■ Activity
Scan the records for the line containing "In the photograph above, where can the green grass". From there through the last line, write out each line exactly.

Data to use Start Marker

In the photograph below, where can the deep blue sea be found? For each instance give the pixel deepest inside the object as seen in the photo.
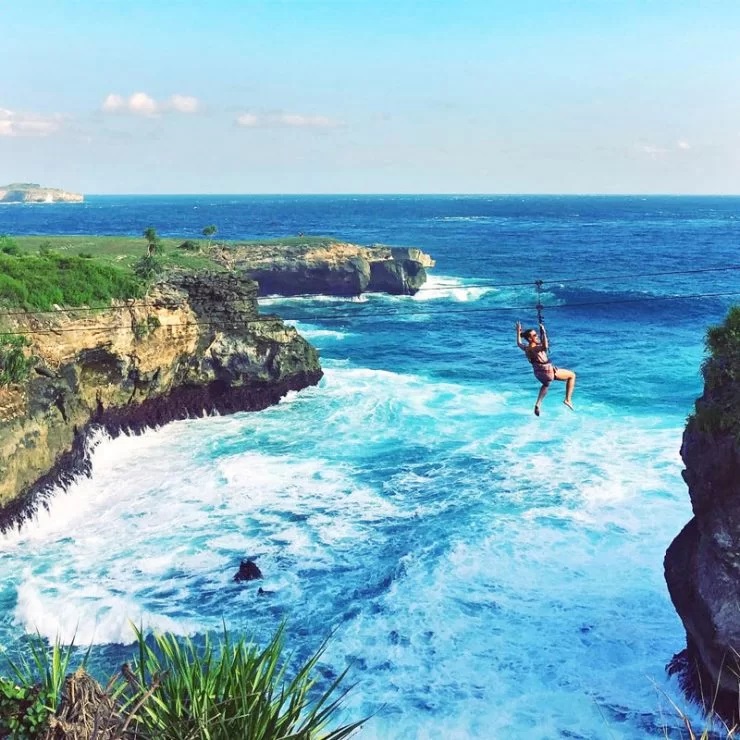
(483, 572)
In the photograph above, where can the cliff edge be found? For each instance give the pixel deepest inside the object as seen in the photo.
(31, 192)
(329, 268)
(702, 564)
(196, 343)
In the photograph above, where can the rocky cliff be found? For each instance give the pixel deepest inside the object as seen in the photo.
(31, 192)
(195, 344)
(331, 268)
(702, 565)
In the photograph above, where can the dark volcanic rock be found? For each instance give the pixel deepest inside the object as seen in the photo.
(248, 571)
(197, 345)
(397, 277)
(702, 564)
(329, 268)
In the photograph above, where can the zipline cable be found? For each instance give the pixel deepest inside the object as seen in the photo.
(376, 314)
(430, 288)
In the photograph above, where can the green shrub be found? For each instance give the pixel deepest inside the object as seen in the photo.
(147, 267)
(29, 699)
(220, 690)
(43, 281)
(15, 364)
(718, 410)
(231, 690)
(8, 245)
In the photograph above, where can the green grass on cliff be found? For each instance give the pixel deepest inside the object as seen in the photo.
(718, 410)
(173, 689)
(40, 282)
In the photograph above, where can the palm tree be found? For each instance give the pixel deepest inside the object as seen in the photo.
(208, 232)
(152, 240)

Data to use End Marker

■ Result of the task
In the photograph above, where can the green grass on cliff be found? For each instance give the pixel deepest inside the object as seen in the photo.
(718, 410)
(173, 689)
(40, 282)
In the photograph above, where can the palm tree be found? For each instance give the pixel deepest inside the object as seen in the photo.
(208, 232)
(152, 240)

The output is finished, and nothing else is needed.